• **QUOTED TEXT**:
Is there a way to speed up matrix calculations by Parallel Computing Toolbox?

Question

0 votes

For example, I have the following matrix calculation:

for j = 1: 1000000
    O(i,i,j) =  M(i,i).* N(i,i).* J(i,i);
end

where i is, say, 200. To speed up the calculation, can I take the advantage of Parallel Computing Toolbox? I have three macbooks, can I connect them together to execute the above codes together in an parallel way? Many thanks

2 Comments
Show None Hide None

Kyle on 3 Oct 2013

Open in MATLAB Online

Thank you for your suggestions, Matt J and Walter Roberson. I think I need to detail my question. I was actually going to convert my codes to a parallel version running on multiple computers so that the the efficiency could be dramatically enhanced.

My codes are about solving a pair of differential equations (the Brusselator model), in other words, 2D gird-simulation in high resolution.

    % Simulate 2D Brusselator model by Euler algorithm
    clear;clc;close all
    a = 5;
    b = 19;
    Dx = 5;
    Dy = 40;
    time_end = 150;    % length of simulation, in sec
    %%dimensions for the full-resolution grid
    [Nx Ny] = deal(60);  % no. of sampling points along each axis
    [Lx Ly] = deal(60);        % square cortex (cm)
    [dx dy] = deal(Lx/Nx, Ly/Ny);  % spatial resolution (cm)
    %%time resolution and time-base
    dt = 1*1e-3;      % Nx = Ny =  60; D2 = 1.0 cm^2   
    Nsteps = round(time_end/dt)
    %%3x3 Laplacian matrix (used in grid convolution calculations)

• **GIVEN MATERIAL**:
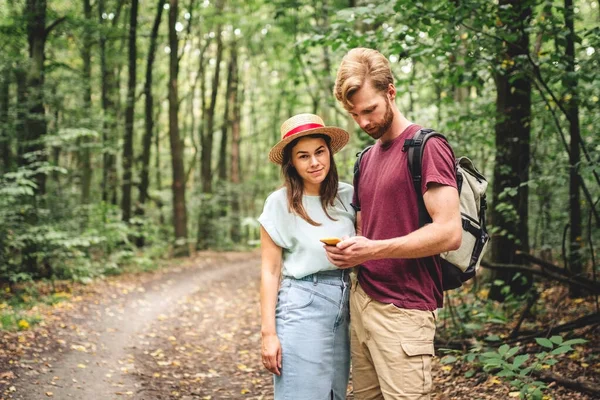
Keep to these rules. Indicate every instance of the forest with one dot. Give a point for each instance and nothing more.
(133, 133)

• **WHAT THE TASK REQUIRES**:
Answer these questions from the forum thread above:
(a) How many MacBooks does the person asking have?
(b) Which model do the differential equations in the code belong to?
(c) What value is time_end given in the code?

• **SOLUTION TO THIS EXERCISE**:
(a) Three.
(b) The Brusselator model.
(c) 150 seconds.